### Goal
Reproduce every one of the records below word for word, line by line.

### Data supplied

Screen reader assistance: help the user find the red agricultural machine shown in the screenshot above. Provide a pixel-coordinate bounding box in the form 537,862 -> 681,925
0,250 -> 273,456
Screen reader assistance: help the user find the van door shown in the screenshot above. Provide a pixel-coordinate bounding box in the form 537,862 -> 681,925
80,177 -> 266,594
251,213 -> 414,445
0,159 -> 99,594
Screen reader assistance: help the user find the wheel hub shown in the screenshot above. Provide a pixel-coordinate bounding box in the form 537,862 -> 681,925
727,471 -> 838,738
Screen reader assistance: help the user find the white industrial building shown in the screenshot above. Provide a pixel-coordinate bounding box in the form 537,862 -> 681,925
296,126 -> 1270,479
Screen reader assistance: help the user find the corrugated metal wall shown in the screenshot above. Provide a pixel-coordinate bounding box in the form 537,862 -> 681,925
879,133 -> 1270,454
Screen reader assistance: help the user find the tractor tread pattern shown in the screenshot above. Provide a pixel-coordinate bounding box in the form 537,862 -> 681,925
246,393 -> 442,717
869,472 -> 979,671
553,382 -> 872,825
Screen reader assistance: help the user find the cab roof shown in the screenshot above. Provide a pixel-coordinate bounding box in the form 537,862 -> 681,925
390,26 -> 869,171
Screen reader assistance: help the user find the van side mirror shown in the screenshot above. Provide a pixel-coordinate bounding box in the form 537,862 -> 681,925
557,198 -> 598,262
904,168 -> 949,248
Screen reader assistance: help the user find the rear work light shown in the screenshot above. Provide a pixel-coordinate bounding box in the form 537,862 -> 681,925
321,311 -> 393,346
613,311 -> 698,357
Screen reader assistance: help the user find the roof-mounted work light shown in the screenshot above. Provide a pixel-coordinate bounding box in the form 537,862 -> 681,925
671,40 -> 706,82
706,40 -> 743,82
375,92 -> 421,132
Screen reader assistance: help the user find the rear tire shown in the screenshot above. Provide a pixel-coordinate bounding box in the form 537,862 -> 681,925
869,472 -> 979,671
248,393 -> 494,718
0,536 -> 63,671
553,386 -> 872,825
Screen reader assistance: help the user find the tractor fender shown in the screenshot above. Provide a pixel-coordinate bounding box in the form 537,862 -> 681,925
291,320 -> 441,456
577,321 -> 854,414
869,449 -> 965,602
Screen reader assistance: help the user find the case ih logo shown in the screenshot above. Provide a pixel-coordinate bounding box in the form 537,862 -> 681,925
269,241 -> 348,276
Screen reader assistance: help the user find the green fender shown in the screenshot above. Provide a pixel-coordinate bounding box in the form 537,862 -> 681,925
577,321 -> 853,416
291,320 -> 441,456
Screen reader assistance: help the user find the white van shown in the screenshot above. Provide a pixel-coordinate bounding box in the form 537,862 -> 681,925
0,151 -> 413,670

### Exercise result
Screen reader assistance: help the user find the red agricultural machine shown in the screenshot above. Provide a pixel-coordinate bounding box in the form 537,862 -> 681,925
0,250 -> 273,456
Screen reader assistance: help the user find the van door shown in the screenshot above. Provide a pixel-coordinate bounding box in the form 537,862 -> 681,925
80,177 -> 266,594
251,213 -> 414,445
0,159 -> 99,594
Screen reader assistance: help the user find the wheel hub shown in the screenshot above. Provide a pixel-coordinate bounding box in the form 537,862 -> 681,925
727,471 -> 838,738
Screen reader assistance: help the user find the white industrial building shown in the screenshot above. Provide a pixel-coordinate bounding box in the form 537,862 -> 681,925
296,126 -> 1270,479
Screen reader assistance: help the user find the corrugated metal wall shown in the screenshot above. Provide a pixel-coordinate bounding box in the form 537,862 -> 681,925
879,133 -> 1270,454
Screen reader assistance: help the user find the tractor tread pattern shown in the screenshot above. Provide a pixel-coordinate bounding box in the form 537,862 -> 681,925
246,393 -> 442,717
869,472 -> 979,671
553,382 -> 872,825
Screen reader assistance: help the user find the cab roof shown in the screenshot above. Provide a pixel-coordinate bounding box in the form 537,862 -> 681,925
390,26 -> 869,171
Screen reader assistance: help the user find the van side mirror shown in the screenshot above. Provide a pixel-coordinate bounding box in the form 537,862 -> 681,925
557,198 -> 598,262
904,168 -> 949,248
Screen reader assistance: help the user find the rear work light shown in the screenshot above. Provide a pixel-coordinate bounding box in the form 537,862 -> 681,925
321,311 -> 393,346
613,311 -> 698,357
Screen reader assistance: help the user find the roof-mounted work light shown in the screenshot above. Provide a pixel-coordinate bounding box in the form 537,862 -> 681,925
671,40 -> 706,82
706,40 -> 743,82
375,92 -> 421,132
Screen reader assistance: help the user find the rear tire shown in the screenshot above. Provide a pixel-coordinate bounding box in the form 537,862 -> 681,925
869,472 -> 979,671
248,393 -> 494,718
0,536 -> 63,671
553,386 -> 872,825
Screen reader assistance: help the user find the tractor fender shown in the screenshot above. Provide a pixel-coordinate bounding box in the form 537,862 -> 681,925
291,320 -> 441,456
577,321 -> 854,414
869,449 -> 965,602
Screen reader assistance: help the user find the case ih logo shown in the screenshot above. Provide a pixel-coordinate bounding box in the form 537,862 -> 681,925
269,241 -> 348,276
Screen reader assistance: help the user find the green fender shown in the screenshot above. Provide a pixel-coordinate bounding box in the form 537,862 -> 681,925
577,321 -> 853,416
291,320 -> 441,456
Screen reader assistance: help the user find the white van shown in the screenshot above. Provide a pixel-coordinate bounding box in the form 537,862 -> 681,925
0,151 -> 413,670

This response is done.